[Data records]
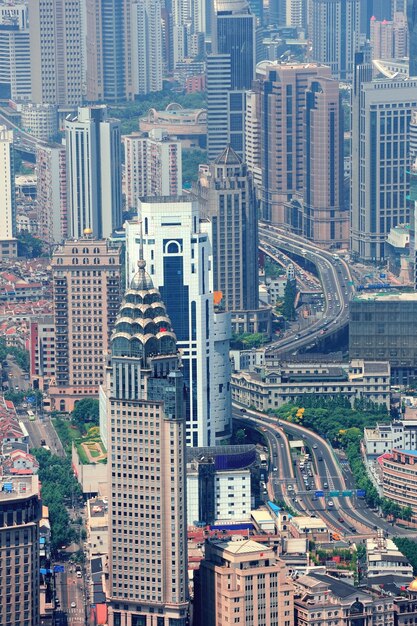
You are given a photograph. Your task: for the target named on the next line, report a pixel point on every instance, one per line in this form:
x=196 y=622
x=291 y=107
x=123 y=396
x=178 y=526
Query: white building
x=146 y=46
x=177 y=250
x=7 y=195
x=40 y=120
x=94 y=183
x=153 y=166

> _Task statement_
Arrange the lines above as a JSON list of strings, one string per line, and skip any blank lines. Leave the picture out.

> _Solution_
[
  "You are given a photograph. Your task: for the target named on the next line, report a pixel point on every instance, one per line in this form:",
  "x=196 y=622",
  "x=291 y=107",
  "x=123 y=396",
  "x=178 y=526",
  "Query: white building",
  "x=146 y=46",
  "x=177 y=250",
  "x=7 y=195",
  "x=40 y=120",
  "x=94 y=183",
  "x=153 y=166"
]